Exercise aim:
Give the records again, word for word.

[Natural language region descriptions]

- Opening Delimiter -

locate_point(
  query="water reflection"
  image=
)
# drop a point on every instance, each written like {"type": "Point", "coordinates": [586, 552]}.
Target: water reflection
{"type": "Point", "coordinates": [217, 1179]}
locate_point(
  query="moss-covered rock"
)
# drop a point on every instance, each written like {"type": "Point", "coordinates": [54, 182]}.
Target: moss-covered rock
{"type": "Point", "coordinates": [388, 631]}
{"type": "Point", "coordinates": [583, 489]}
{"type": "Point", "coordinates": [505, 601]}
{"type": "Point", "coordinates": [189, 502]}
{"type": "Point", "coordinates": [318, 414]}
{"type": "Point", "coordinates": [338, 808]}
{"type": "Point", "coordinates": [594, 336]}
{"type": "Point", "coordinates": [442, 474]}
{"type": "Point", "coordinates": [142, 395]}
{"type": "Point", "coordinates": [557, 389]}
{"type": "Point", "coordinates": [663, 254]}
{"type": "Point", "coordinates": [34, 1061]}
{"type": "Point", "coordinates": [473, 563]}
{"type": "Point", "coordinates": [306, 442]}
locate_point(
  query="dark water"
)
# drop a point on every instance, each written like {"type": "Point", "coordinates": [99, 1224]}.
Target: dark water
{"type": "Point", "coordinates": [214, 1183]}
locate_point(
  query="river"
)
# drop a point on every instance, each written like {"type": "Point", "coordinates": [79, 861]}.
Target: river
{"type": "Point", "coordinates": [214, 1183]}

- Closing Delimiter -

Written answer:
locate_point(
  query="water reflection"
  image=
)
# drop a point on every instance, each written like {"type": "Point", "coordinates": [586, 552]}.
Target: water reflection
{"type": "Point", "coordinates": [217, 1179]}
locate_point(
  query="moss-covered rock"
)
# drop a point on every instance, each written like {"type": "Point", "coordinates": [54, 182]}.
Target: moss-covered rock
{"type": "Point", "coordinates": [388, 631]}
{"type": "Point", "coordinates": [583, 489]}
{"type": "Point", "coordinates": [505, 601]}
{"type": "Point", "coordinates": [189, 502]}
{"type": "Point", "coordinates": [318, 414]}
{"type": "Point", "coordinates": [338, 808]}
{"type": "Point", "coordinates": [594, 336]}
{"type": "Point", "coordinates": [442, 474]}
{"type": "Point", "coordinates": [142, 395]}
{"type": "Point", "coordinates": [557, 389]}
{"type": "Point", "coordinates": [663, 254]}
{"type": "Point", "coordinates": [34, 1061]}
{"type": "Point", "coordinates": [473, 563]}
{"type": "Point", "coordinates": [306, 442]}
locate_point(
  query="dark water"
)
# drop a point on every instance, each written like {"type": "Point", "coordinates": [99, 1224]}.
Target: dark water
{"type": "Point", "coordinates": [214, 1183]}
locate_point(
  query="river"
)
# drop a point on every instance, each written like {"type": "Point", "coordinates": [79, 861]}.
Target: river
{"type": "Point", "coordinates": [214, 1183]}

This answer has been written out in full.